- Material for the task -
::::::::

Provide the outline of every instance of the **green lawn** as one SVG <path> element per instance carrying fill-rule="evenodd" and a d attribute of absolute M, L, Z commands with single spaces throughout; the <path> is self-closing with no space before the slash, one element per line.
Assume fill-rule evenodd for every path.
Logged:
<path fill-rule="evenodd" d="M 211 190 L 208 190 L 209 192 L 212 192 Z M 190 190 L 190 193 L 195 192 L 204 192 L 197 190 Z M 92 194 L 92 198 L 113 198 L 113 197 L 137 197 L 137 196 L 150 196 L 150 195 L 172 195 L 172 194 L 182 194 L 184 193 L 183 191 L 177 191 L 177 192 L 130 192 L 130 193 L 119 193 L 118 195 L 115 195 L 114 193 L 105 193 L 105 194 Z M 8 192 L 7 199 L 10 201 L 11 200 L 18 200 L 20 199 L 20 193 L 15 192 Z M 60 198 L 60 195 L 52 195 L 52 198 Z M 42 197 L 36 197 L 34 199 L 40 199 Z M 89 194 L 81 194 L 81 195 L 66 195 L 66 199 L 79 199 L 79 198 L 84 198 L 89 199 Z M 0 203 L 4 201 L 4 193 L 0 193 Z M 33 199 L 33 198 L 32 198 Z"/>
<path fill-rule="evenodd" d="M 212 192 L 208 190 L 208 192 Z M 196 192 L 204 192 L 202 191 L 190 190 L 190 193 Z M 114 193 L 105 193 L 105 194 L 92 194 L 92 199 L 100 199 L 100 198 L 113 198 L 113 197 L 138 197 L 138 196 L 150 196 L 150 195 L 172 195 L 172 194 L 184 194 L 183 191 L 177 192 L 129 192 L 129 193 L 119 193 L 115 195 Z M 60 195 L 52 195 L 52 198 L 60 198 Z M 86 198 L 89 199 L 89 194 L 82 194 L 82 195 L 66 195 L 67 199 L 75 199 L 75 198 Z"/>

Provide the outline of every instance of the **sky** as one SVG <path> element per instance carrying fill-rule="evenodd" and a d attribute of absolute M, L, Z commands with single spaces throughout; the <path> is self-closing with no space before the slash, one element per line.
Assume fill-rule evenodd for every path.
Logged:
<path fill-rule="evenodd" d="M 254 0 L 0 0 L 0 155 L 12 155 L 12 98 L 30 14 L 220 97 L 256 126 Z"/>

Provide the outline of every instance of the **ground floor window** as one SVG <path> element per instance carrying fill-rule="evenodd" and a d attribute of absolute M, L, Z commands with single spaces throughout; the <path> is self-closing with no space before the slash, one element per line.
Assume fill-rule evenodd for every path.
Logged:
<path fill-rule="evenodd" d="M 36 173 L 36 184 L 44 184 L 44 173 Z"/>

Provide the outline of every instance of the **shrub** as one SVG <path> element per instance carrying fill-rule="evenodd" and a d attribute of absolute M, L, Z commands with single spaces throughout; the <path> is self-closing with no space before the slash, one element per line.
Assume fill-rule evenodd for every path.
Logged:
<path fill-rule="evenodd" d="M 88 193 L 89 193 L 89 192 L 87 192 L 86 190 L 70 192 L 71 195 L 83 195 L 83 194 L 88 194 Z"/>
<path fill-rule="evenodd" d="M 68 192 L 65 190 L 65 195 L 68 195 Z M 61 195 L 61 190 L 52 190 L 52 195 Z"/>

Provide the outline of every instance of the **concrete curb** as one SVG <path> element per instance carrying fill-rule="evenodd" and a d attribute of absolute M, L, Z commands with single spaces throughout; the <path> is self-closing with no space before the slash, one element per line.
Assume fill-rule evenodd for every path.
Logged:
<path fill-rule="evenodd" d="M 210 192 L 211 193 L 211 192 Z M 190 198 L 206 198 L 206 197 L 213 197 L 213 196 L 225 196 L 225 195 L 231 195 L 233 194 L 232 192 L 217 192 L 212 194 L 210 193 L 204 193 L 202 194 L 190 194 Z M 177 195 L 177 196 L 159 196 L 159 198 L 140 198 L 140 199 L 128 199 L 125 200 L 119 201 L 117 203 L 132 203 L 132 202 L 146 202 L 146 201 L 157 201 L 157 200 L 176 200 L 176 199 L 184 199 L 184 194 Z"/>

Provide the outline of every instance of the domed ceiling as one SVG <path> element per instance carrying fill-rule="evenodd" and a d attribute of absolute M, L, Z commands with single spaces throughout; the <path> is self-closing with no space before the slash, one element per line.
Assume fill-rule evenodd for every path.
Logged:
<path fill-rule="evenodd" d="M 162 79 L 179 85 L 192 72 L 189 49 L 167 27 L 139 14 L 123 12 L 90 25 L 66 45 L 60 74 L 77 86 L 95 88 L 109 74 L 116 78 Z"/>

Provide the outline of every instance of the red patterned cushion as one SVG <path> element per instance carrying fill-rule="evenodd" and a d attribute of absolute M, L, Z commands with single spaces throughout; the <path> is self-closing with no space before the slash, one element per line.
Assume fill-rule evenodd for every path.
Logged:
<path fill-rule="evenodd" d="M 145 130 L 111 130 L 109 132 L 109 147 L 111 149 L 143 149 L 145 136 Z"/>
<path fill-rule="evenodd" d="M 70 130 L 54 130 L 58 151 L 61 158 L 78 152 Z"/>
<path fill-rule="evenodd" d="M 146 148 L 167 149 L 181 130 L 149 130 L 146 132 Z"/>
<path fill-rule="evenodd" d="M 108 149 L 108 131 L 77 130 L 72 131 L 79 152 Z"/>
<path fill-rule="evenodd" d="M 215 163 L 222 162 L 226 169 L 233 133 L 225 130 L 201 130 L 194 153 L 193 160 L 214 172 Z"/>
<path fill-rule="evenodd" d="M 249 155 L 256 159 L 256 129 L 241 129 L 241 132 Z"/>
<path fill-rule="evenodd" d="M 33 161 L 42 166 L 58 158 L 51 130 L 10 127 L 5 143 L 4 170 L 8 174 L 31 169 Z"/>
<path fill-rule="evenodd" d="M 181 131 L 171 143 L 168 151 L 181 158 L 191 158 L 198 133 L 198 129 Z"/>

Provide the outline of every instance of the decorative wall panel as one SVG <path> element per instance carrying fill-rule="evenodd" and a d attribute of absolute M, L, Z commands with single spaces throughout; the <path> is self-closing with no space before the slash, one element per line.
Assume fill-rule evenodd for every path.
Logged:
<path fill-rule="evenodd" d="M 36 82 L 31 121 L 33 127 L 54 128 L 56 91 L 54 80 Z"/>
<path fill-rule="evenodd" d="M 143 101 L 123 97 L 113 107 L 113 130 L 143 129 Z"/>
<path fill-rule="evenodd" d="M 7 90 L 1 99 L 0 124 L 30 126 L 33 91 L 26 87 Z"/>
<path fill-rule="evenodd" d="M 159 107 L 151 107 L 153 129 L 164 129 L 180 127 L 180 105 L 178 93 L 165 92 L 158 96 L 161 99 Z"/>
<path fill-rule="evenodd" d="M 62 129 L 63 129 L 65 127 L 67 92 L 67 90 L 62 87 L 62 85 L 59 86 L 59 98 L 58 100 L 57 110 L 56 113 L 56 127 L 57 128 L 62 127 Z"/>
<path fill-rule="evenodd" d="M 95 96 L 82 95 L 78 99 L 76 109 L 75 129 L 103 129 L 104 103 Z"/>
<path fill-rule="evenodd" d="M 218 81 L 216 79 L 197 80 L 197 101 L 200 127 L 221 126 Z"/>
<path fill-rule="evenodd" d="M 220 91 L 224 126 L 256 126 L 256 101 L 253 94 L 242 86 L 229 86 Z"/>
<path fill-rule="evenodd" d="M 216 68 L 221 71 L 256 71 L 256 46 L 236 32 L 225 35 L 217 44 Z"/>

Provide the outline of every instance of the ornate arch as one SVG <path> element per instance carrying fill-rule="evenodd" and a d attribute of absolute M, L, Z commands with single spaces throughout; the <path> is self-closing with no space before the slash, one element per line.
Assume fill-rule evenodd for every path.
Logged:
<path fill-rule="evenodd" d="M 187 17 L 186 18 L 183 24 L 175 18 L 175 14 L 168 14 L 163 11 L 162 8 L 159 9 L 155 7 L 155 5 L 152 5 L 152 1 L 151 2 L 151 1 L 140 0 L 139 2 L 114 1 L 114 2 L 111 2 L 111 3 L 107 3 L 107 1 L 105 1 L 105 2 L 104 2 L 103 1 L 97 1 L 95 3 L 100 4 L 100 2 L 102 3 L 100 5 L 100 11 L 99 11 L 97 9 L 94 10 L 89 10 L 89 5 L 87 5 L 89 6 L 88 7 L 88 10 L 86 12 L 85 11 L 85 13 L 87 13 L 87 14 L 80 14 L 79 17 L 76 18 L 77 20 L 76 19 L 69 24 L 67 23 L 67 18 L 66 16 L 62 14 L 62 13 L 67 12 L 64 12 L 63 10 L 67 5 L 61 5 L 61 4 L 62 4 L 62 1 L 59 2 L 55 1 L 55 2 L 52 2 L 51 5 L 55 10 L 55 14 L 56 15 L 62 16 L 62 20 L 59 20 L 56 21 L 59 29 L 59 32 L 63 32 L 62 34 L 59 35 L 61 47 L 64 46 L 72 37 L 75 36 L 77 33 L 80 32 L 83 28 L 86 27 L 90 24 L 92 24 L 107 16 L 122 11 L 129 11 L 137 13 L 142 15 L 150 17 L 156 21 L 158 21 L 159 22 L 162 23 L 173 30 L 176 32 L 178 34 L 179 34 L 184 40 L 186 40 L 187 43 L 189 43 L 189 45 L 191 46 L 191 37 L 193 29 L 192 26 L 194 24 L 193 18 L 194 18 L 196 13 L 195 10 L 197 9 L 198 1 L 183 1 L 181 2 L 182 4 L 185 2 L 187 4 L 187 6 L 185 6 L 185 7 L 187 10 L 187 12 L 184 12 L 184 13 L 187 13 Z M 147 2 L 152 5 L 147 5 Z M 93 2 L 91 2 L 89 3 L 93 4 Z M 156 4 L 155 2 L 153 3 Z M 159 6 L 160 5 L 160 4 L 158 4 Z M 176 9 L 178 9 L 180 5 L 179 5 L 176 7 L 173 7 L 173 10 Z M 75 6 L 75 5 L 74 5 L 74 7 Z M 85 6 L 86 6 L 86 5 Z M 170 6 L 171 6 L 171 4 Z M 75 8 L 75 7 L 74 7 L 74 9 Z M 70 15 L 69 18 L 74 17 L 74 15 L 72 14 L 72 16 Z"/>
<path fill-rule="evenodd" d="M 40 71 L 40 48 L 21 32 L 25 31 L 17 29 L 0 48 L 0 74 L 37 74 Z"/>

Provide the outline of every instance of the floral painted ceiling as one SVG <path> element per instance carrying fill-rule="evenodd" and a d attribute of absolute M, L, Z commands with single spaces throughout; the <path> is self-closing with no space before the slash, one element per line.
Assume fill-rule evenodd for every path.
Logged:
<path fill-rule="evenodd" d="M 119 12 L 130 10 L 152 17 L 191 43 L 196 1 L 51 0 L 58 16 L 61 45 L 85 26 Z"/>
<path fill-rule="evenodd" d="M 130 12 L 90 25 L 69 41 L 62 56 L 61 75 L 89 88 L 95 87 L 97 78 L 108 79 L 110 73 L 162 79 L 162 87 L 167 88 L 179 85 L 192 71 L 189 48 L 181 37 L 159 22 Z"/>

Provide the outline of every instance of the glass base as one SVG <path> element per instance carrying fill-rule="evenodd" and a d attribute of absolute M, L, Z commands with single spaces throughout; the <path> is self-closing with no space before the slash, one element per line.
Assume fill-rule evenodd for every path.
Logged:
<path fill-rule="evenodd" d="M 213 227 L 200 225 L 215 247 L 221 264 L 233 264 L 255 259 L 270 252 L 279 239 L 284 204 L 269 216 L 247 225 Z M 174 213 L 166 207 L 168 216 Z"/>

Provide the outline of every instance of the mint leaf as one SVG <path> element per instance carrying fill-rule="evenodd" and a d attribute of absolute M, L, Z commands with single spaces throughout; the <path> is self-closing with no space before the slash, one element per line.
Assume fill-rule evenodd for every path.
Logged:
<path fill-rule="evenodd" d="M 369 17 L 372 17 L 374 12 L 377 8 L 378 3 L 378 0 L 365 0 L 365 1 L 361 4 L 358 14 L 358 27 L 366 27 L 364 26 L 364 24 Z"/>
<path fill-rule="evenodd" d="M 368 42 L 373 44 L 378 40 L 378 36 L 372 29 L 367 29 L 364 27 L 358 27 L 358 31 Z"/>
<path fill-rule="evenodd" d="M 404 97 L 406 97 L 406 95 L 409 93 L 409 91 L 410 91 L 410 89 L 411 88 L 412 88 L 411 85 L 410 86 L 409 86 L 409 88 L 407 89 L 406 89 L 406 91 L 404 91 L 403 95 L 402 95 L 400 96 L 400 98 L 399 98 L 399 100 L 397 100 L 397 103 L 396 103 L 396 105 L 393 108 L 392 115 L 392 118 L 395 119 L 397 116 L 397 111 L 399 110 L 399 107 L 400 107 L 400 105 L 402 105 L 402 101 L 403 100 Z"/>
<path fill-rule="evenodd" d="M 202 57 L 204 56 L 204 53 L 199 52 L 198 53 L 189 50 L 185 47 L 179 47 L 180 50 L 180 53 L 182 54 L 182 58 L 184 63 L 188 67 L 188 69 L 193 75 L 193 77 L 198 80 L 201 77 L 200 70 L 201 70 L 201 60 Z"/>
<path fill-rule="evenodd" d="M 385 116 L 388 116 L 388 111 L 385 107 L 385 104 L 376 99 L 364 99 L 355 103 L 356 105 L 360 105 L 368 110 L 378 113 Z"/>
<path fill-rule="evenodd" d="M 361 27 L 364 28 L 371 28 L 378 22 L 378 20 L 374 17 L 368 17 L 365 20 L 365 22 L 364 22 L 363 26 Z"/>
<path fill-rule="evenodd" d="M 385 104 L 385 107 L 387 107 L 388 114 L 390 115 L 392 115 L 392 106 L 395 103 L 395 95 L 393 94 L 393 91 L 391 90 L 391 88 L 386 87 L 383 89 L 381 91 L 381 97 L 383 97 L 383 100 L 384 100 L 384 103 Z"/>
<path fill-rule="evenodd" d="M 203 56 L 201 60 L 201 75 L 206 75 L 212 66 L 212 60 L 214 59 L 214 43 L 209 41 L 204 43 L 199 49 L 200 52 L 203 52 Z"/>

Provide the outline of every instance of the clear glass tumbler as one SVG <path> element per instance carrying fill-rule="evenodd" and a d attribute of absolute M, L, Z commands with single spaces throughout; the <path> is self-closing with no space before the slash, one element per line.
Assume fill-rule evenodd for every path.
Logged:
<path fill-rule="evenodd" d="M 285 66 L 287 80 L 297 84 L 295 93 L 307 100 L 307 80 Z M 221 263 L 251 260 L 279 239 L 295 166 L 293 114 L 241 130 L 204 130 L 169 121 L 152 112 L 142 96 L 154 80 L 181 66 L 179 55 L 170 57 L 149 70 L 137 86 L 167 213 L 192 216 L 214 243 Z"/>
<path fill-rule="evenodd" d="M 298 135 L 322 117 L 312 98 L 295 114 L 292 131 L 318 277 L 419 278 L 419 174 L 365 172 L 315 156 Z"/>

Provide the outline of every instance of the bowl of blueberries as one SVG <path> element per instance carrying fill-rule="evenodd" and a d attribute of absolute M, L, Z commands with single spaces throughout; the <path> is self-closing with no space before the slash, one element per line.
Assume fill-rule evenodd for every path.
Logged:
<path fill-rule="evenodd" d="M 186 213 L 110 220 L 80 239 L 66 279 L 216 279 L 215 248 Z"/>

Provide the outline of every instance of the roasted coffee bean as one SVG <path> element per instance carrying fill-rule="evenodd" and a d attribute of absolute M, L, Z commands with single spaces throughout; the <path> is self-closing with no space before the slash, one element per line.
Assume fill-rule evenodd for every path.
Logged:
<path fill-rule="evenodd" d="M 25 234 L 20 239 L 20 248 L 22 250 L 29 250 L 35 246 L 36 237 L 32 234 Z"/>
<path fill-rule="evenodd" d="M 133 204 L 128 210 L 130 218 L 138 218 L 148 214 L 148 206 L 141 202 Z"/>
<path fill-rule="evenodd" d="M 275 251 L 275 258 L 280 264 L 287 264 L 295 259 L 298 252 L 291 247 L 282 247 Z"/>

::::::::

- Challenge -
Write out again, unchanged, every line from the line containing "Provide the outline of every instance of the clear" to the final line of the material above.

- Right answer -
Provide the outline of every instance of the clear glass tumbler as one SVG <path> element per instance carrying fill-rule="evenodd" and a d attribute of absolute M, L, Z commands with single spaces throughout; the <path> is self-closing with no space before the slash, one element per line.
Assume fill-rule evenodd for every path.
Logged:
<path fill-rule="evenodd" d="M 285 66 L 287 80 L 297 84 L 295 93 L 307 100 L 307 80 Z M 221 263 L 251 260 L 279 239 L 295 166 L 293 114 L 241 130 L 204 130 L 169 121 L 152 112 L 142 96 L 154 80 L 181 66 L 179 55 L 170 57 L 149 70 L 137 86 L 167 213 L 192 216 L 214 243 Z"/>
<path fill-rule="evenodd" d="M 298 135 L 322 117 L 312 98 L 295 114 L 292 131 L 318 277 L 419 278 L 419 174 L 365 172 L 315 156 Z"/>

Provide the outline of every instance of the bowl of blueberries as one SVG <path> element per instance carrying fill-rule="evenodd" and a d attribute of absolute M, L, Z commands with single spaces throughout; the <path> is self-closing with no space before the slash, one element per line.
Assume fill-rule evenodd for every path.
Logged:
<path fill-rule="evenodd" d="M 186 213 L 110 220 L 80 239 L 66 279 L 216 279 L 215 248 Z"/>

Provide the outline of every instance of the roasted coffee bean as one SVG <path> element per instance carrying fill-rule="evenodd" and a d attribute of absolute M, L, Z commands with single spaces throughout; the <path> is self-closing with no space before the slash, one element per line.
Assume fill-rule evenodd for every path.
Logged:
<path fill-rule="evenodd" d="M 25 234 L 20 239 L 20 248 L 22 250 L 29 250 L 35 246 L 36 237 L 32 234 Z"/>
<path fill-rule="evenodd" d="M 133 204 L 128 210 L 130 218 L 138 218 L 148 214 L 148 206 L 141 202 Z"/>
<path fill-rule="evenodd" d="M 275 251 L 275 258 L 280 264 L 287 264 L 295 259 L 298 252 L 291 247 L 282 247 Z"/>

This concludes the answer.